Lucy played the piano at church yesterday.

Which was all fine and dandy.

I mean, it might scare the pants off me or anyone else in our family to play in front of that many people, but Lucy is confident and secure in the piano.

That’s definitely not to say that security doesn’t come with a whole slew of work.

The two of us sit on that piano bench and I honestly work up a sweat trying to help her figure out those notes all enlarged with love from her teacher.

In her mind “up” means “down” on the piano keys, and I still have to think “Every Good Boy Does Fine” or “All Cows Eat Grass” to figure out the notes, and sometimes we are a big mess.

But once that girl learns something, she knows it.

So I wasn’t worried she would forget the notes or get too nervous.

I was, however, wondering how in the world this was all going to work out since she woke up with a little black storm-cloud hovering above her head.

Oh boy she was grumpy.

She wouldn’t let me walk her up to the piano (did she know where the stairs were? Would she bump into that music stand next to the piano? (she did, but then she was able to gracefully move around it). Would she plunk out the notes rather than using that beautiful touch she has?

But she went up there and played with her soul.

And I sat there teary-eyed at that girl of mine.

(Point annotation data)
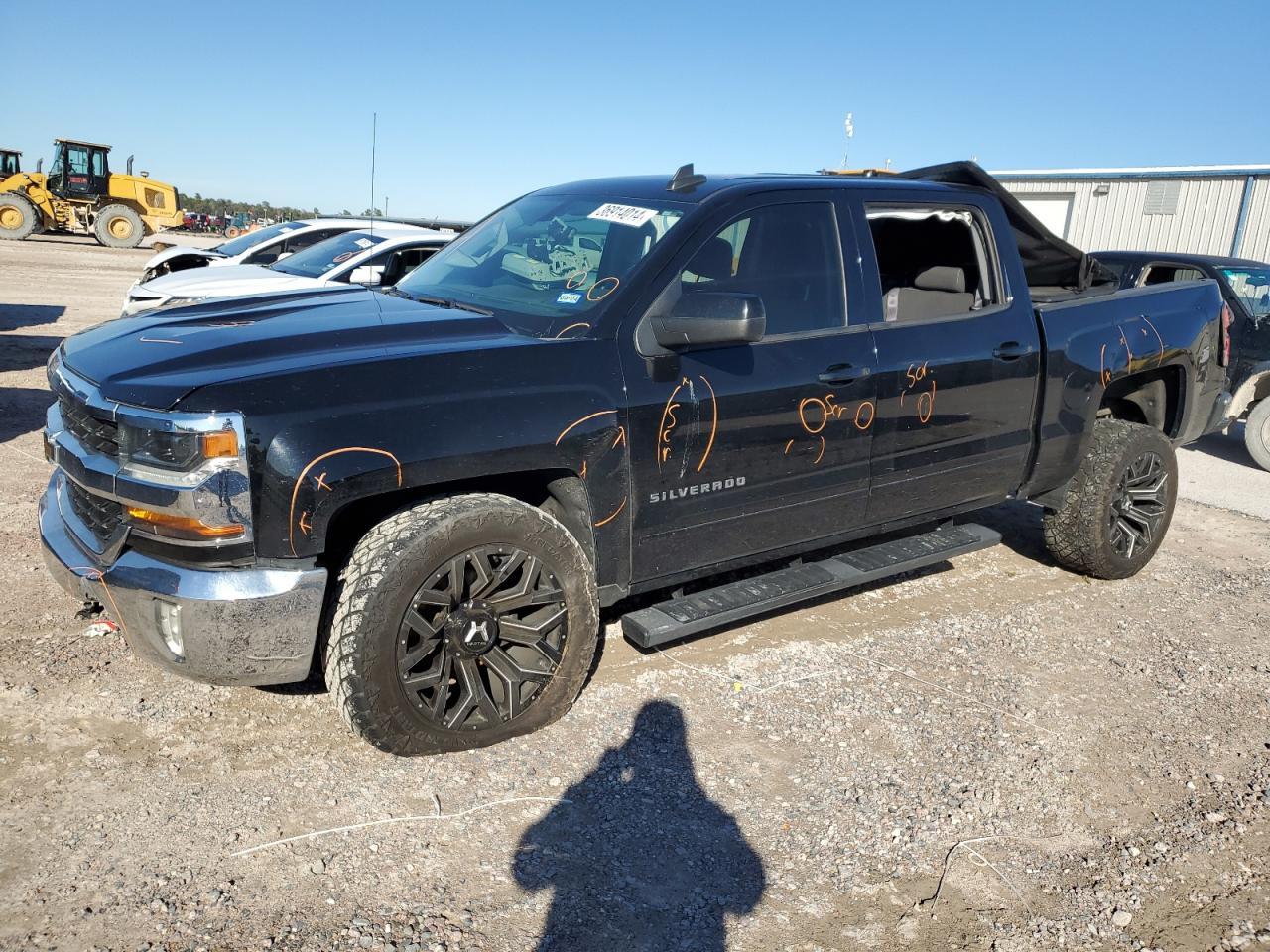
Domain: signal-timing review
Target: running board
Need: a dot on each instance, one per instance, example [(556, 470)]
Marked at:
[(712, 608)]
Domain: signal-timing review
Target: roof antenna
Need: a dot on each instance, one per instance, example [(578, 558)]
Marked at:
[(375, 125), (685, 179)]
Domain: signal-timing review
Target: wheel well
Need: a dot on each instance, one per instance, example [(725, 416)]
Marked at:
[(1153, 399), (1252, 391), (559, 493)]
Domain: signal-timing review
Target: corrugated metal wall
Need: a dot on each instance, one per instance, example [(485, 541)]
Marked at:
[(1256, 230), (1205, 221)]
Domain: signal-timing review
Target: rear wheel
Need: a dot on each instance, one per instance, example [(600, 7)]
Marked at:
[(118, 226), (461, 622), (1119, 504), (1256, 433), (18, 216)]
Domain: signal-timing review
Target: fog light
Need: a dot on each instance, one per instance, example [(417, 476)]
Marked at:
[(169, 626)]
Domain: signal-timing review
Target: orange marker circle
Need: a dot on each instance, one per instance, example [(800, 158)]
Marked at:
[(802, 414), (592, 296)]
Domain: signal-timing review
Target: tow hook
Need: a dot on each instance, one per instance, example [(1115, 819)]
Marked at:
[(90, 610)]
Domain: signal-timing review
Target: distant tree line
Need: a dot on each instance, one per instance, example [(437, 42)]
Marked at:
[(195, 203)]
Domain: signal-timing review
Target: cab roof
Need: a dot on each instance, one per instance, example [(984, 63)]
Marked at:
[(81, 143), (656, 186), (1211, 261)]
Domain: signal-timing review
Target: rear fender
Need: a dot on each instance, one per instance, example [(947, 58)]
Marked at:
[(1256, 386)]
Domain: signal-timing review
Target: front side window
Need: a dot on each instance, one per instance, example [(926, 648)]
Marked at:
[(321, 257), (1167, 273), (931, 262), (545, 262), (788, 255), (1252, 287)]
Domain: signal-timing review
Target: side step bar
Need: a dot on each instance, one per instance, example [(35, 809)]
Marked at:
[(712, 608)]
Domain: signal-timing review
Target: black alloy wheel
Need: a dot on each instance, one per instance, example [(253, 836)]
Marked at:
[(1139, 504), (481, 639)]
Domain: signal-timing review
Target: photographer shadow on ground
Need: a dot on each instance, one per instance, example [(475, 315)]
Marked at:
[(638, 855)]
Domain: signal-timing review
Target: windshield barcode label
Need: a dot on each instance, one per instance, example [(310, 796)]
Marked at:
[(624, 214)]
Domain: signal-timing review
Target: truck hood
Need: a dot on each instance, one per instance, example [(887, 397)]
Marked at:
[(181, 252), (225, 282), (157, 358)]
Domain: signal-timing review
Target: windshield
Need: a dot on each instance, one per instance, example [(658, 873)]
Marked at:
[(318, 259), (254, 238), (1252, 287), (545, 262)]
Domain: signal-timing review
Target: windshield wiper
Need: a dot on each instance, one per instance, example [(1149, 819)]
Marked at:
[(441, 302)]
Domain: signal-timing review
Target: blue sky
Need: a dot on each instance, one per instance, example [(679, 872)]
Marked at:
[(479, 103)]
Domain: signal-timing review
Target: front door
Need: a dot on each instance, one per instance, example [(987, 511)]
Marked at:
[(740, 449), (957, 362)]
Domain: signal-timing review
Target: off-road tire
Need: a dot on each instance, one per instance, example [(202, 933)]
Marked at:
[(18, 216), (109, 217), (382, 575), (1256, 433), (1079, 534)]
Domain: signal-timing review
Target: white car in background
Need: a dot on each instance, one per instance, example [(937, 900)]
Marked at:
[(261, 246), (377, 257)]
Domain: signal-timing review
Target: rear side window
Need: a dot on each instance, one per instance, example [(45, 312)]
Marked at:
[(933, 262), (788, 255), (1166, 273)]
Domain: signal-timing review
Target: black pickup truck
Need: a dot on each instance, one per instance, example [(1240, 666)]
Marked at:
[(1246, 287), (606, 389)]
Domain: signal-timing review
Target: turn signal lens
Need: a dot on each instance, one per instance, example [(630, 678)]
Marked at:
[(181, 526), (220, 444)]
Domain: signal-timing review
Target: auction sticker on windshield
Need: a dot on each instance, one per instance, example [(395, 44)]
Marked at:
[(624, 214)]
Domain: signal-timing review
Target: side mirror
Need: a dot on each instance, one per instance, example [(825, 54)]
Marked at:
[(711, 318), (366, 275)]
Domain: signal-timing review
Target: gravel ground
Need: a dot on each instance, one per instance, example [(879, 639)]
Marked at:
[(993, 754)]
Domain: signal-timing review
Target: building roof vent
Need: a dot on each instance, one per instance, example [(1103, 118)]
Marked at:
[(1162, 197)]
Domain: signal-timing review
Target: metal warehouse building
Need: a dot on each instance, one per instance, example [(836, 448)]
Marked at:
[(1219, 209)]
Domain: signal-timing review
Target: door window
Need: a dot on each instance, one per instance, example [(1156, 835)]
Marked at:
[(77, 159), (933, 262), (788, 255)]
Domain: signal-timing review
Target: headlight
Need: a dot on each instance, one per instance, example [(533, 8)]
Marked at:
[(177, 451), (203, 458), (182, 301)]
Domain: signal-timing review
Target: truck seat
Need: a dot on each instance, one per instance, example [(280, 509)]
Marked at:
[(937, 293)]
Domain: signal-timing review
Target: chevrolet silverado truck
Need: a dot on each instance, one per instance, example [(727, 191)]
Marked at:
[(612, 389), (1246, 287)]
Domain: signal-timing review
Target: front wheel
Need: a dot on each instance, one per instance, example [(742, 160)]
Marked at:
[(1256, 433), (461, 622), (1119, 504), (118, 226), (18, 216)]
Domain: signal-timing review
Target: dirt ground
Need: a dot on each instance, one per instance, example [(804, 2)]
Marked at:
[(992, 754)]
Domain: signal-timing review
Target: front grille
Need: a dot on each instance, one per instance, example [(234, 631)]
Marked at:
[(102, 516), (96, 434)]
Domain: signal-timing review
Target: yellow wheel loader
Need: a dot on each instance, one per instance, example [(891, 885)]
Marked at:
[(80, 194)]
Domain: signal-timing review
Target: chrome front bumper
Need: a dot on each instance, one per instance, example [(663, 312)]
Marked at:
[(238, 626)]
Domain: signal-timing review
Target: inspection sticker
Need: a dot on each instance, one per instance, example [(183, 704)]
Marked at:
[(624, 214)]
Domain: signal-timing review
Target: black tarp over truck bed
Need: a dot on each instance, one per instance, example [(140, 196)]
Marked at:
[(1055, 268)]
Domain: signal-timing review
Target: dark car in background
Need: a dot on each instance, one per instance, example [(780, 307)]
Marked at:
[(1246, 287)]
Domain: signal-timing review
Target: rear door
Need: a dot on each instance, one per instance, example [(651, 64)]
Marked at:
[(742, 449), (957, 356)]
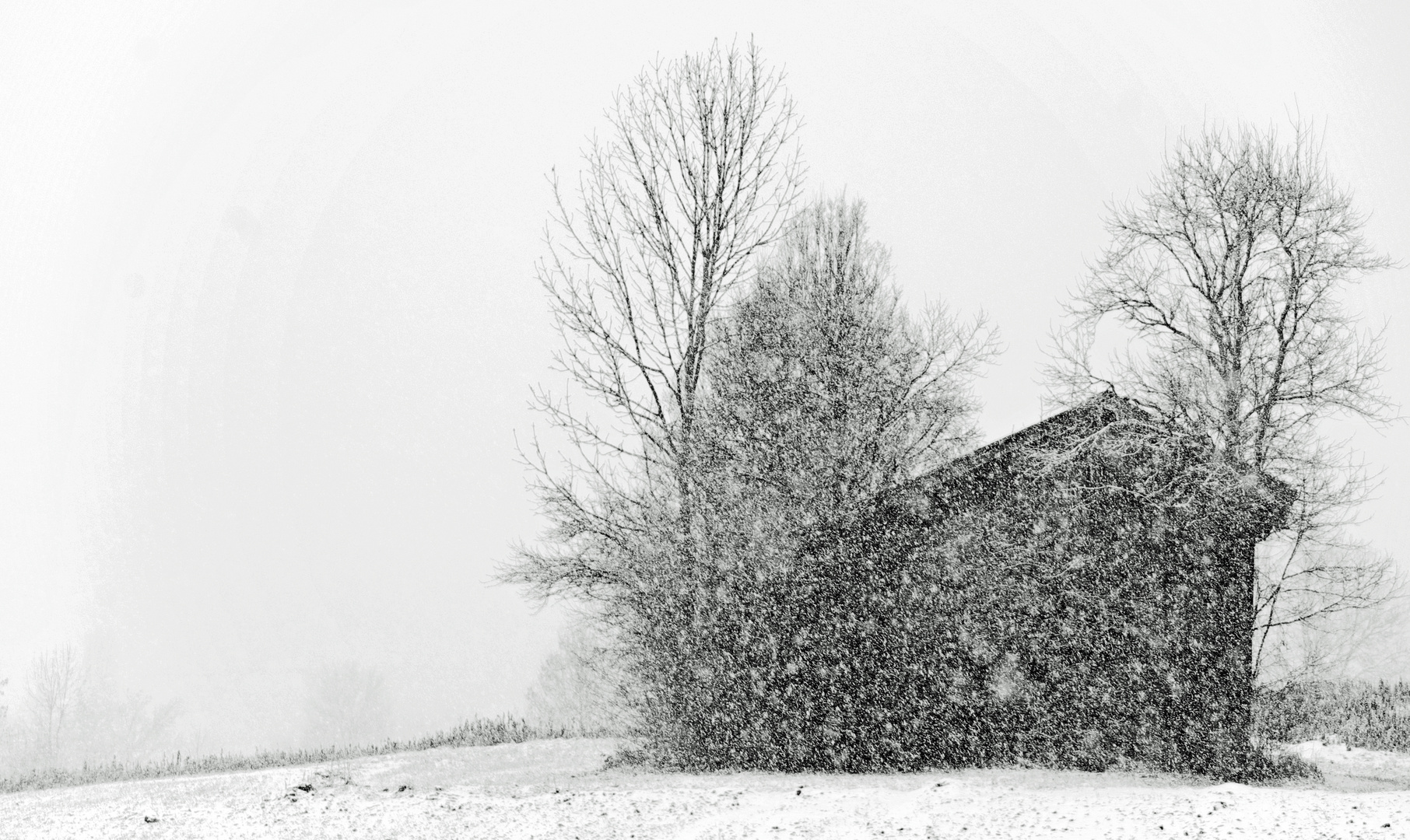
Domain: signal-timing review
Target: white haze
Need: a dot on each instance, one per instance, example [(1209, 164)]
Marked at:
[(268, 319)]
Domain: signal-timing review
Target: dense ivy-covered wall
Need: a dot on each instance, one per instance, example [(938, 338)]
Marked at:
[(1075, 600)]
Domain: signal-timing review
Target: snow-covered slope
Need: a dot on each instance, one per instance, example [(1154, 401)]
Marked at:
[(559, 789)]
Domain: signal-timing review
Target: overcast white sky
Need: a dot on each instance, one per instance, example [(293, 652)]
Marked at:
[(268, 319)]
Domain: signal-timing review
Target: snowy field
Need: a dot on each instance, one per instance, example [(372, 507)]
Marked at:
[(559, 789)]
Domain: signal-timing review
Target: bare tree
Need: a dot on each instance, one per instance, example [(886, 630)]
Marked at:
[(347, 705), (54, 684), (1227, 277), (697, 178), (825, 390)]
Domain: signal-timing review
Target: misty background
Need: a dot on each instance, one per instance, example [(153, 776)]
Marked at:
[(268, 319)]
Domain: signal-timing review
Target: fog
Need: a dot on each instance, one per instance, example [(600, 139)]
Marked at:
[(268, 319)]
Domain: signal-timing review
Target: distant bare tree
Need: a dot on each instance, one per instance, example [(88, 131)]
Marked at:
[(347, 705), (54, 685), (580, 687), (825, 390), (1227, 275), (697, 180)]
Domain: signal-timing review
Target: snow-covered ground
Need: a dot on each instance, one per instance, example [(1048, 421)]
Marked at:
[(559, 789)]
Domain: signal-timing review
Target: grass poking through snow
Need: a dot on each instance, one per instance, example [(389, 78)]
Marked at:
[(472, 733)]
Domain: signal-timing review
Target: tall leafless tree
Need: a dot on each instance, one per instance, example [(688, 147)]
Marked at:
[(825, 390), (1227, 277), (54, 691), (697, 178)]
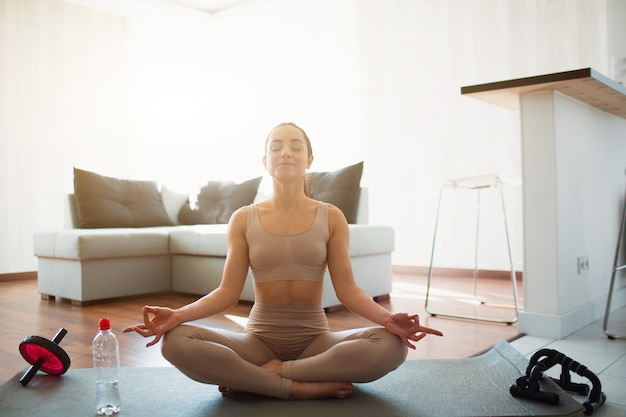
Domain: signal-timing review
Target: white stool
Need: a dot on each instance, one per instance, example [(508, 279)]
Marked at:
[(616, 267), (478, 184)]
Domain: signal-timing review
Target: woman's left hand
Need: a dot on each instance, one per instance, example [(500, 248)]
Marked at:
[(408, 328)]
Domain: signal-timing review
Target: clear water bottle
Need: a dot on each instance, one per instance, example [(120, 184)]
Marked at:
[(106, 363)]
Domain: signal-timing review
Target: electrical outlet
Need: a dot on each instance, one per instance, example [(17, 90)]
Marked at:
[(583, 265)]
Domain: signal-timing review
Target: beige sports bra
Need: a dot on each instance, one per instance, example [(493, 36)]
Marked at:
[(298, 256)]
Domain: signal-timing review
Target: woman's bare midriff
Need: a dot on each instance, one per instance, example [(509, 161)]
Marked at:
[(289, 292)]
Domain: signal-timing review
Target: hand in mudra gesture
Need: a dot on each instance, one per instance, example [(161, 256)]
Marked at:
[(407, 327), (156, 322)]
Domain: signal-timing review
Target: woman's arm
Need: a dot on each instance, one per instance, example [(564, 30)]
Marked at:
[(233, 279)]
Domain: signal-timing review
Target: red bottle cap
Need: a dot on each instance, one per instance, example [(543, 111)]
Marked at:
[(105, 323)]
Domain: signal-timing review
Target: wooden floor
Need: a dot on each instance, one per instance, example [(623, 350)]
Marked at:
[(23, 313)]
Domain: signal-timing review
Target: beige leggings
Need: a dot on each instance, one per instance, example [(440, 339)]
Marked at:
[(298, 336)]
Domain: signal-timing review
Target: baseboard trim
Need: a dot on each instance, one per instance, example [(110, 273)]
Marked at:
[(18, 276), (560, 326), (456, 272)]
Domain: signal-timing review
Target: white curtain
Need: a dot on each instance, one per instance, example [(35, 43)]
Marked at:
[(63, 103)]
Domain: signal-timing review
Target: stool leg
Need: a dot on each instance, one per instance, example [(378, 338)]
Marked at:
[(432, 252), (475, 274), (616, 268), (476, 240)]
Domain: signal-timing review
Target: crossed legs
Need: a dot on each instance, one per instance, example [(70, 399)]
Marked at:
[(243, 362)]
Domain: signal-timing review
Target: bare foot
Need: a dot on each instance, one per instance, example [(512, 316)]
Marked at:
[(229, 392), (326, 389)]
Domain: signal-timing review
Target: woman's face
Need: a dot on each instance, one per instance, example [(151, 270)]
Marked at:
[(286, 153)]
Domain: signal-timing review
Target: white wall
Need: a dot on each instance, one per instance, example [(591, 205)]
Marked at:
[(369, 80)]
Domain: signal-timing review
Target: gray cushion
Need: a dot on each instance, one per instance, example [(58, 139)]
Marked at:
[(217, 201), (111, 202), (340, 188)]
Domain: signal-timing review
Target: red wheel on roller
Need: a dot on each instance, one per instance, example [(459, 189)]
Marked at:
[(43, 354)]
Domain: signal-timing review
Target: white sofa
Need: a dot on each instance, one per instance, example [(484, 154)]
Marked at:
[(85, 265)]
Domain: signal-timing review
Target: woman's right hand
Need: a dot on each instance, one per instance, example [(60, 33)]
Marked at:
[(156, 322)]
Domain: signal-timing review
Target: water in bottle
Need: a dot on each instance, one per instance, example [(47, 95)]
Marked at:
[(106, 363)]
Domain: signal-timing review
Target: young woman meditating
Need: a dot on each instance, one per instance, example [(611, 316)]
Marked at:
[(286, 349)]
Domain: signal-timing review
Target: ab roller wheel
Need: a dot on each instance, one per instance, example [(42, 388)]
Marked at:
[(43, 354)]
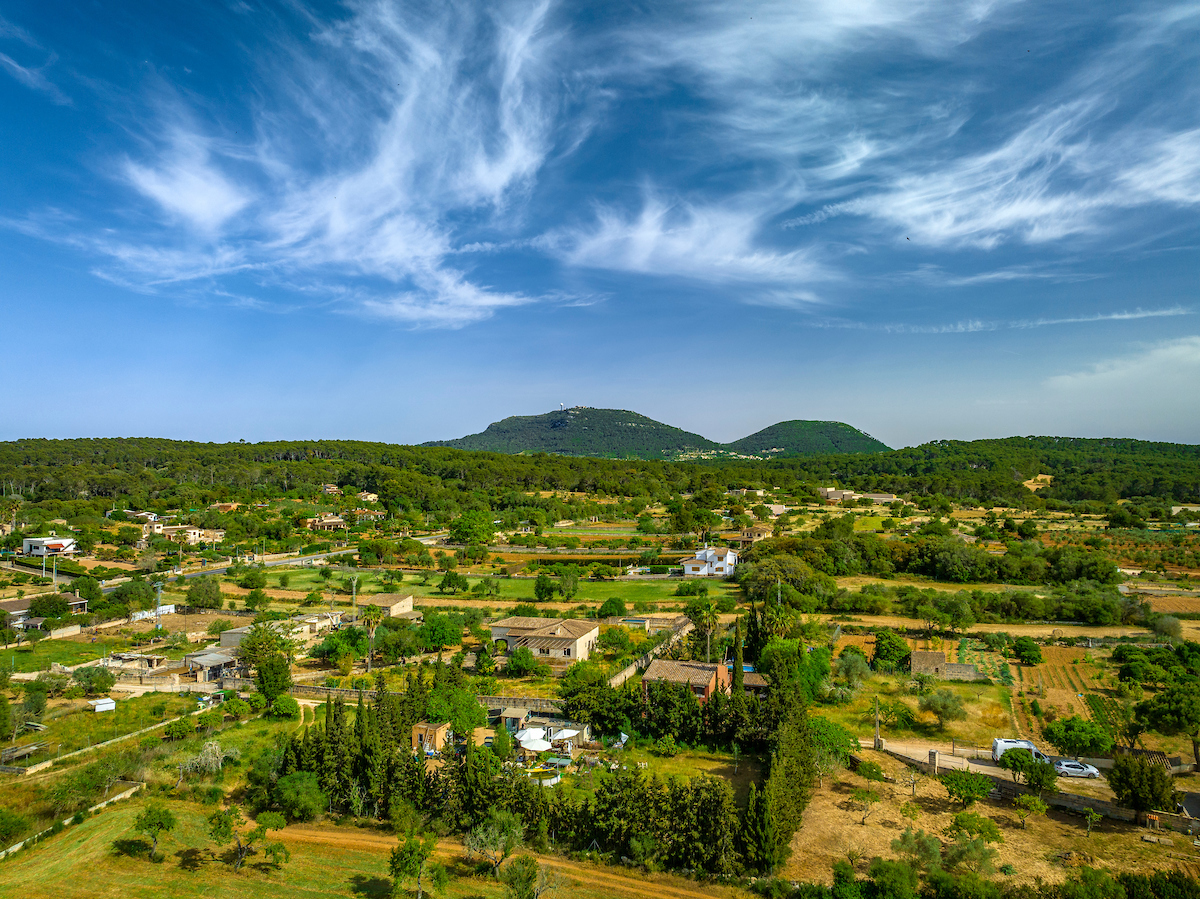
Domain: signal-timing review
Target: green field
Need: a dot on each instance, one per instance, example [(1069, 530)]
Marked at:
[(511, 589), (72, 724), (39, 657)]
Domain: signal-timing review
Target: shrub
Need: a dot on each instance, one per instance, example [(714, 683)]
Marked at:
[(612, 607), (180, 729), (299, 796), (237, 708), (286, 708), (11, 825)]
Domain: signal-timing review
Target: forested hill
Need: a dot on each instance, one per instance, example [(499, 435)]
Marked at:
[(153, 472), (617, 433), (1081, 469), (807, 438), (603, 433)]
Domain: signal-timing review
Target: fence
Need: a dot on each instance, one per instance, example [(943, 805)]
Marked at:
[(69, 821), (151, 613), (533, 703), (630, 670), (1068, 802)]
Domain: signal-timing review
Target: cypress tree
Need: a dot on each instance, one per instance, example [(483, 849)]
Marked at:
[(760, 833), (738, 660)]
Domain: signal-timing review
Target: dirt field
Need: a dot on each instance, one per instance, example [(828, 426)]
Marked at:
[(1175, 604), (832, 828)]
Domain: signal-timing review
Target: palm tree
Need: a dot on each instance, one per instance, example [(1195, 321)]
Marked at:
[(371, 616)]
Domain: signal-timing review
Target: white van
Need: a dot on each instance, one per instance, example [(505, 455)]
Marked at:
[(999, 747)]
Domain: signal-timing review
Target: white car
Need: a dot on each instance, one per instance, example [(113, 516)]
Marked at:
[(1067, 768)]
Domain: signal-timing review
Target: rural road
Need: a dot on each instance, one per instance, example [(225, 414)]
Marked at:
[(573, 873), (270, 563)]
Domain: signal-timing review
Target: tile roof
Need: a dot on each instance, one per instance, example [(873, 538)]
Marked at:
[(694, 673)]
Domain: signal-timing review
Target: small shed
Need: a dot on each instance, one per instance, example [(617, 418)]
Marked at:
[(514, 718), (430, 737)]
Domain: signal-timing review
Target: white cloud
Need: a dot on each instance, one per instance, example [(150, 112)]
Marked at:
[(1150, 390), (369, 143), (33, 77), (709, 243), (187, 184)]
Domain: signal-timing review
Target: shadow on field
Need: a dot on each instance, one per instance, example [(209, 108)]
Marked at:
[(373, 887), (190, 858), (131, 847)]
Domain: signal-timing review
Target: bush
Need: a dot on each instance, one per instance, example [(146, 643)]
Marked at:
[(180, 729), (11, 826), (286, 708), (612, 607), (299, 796), (95, 679), (237, 708), (253, 579), (521, 663)]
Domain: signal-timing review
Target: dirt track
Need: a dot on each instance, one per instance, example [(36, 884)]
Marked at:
[(571, 873)]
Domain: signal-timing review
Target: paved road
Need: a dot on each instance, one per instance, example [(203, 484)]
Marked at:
[(269, 563)]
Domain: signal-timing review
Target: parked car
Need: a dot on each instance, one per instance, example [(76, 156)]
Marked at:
[(1067, 768)]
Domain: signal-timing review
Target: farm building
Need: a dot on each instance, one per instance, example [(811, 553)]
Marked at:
[(557, 642), (48, 545), (934, 663), (711, 563), (394, 604), (430, 737), (703, 679)]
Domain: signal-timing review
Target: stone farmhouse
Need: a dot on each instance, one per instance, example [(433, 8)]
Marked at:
[(557, 641), (934, 663), (702, 678)]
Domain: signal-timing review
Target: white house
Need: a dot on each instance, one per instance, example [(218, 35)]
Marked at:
[(711, 563), (48, 545)]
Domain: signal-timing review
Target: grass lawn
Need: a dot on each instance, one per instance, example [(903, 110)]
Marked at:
[(301, 581), (690, 762), (105, 857), (66, 652), (72, 724), (988, 707)]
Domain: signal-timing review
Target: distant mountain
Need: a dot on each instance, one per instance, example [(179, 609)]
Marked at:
[(582, 431), (618, 433), (807, 438)]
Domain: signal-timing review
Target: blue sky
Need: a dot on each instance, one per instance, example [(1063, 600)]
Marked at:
[(402, 221)]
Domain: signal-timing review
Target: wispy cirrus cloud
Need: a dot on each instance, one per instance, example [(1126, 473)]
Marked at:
[(372, 143), (976, 325), (31, 76), (713, 244)]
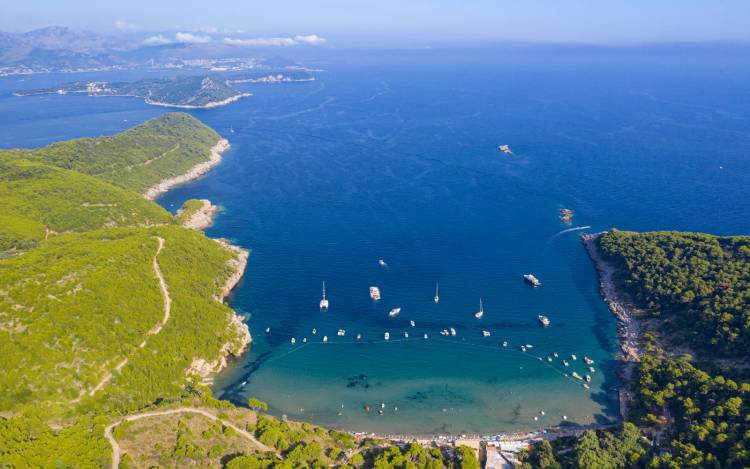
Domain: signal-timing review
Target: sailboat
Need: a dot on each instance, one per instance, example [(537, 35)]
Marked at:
[(479, 313), (324, 301)]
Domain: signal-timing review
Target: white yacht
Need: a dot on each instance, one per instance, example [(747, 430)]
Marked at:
[(532, 280), (479, 313), (324, 301)]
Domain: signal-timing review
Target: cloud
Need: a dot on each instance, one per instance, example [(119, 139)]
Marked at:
[(191, 38), (123, 25), (157, 40), (312, 39), (179, 37)]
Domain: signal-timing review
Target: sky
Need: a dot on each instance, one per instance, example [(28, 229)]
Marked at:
[(403, 23)]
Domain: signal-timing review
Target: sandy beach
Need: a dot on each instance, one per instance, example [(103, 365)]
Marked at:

EXERCISE 1:
In the text about Lucy's piano playing, what did she bump into on her way to the piano?
EXERCISE 2:
Copy the entries from their beginning through the line containing "[(169, 626)]", including both ends, and leave out the pictures.

EXPECTED OUTPUT 1:
She bumped into the music stand next to the piano.

EXPECTED OUTPUT 2:
Domain: signal-timing review
Target: running board
Need: a dot on each instance, one per instance, example [(556, 470)]
Marked at:
[(712, 608)]
Domain: signal-timing review
Target: roof antenna
Need: a dot on each instance, one per instance, example [(578, 558)]
Marked at:
[(375, 125), (685, 179)]
Domain: signal-timing review
Target: wheel well
Need: a dot on each instance, one per instance, example [(725, 416)]
Marked at:
[(1153, 399), (1252, 391), (559, 493)]
Domain: signal-timing review
Target: corrugated metal wall
Need: a dot on each instance, one per instance, example [(485, 541)]
Marked at:
[(1256, 230), (1205, 221)]
Domain: signal-timing review
Target: rear wheel
Need: a dot on each instance, one per instance, example [(600, 7)]
Marked at:
[(118, 226), (461, 622), (1119, 504), (1256, 433), (18, 216)]
Domain: signal-timing review
Target: fog light
Need: a dot on each instance, one per instance, example [(417, 476)]
Marked at:
[(169, 626)]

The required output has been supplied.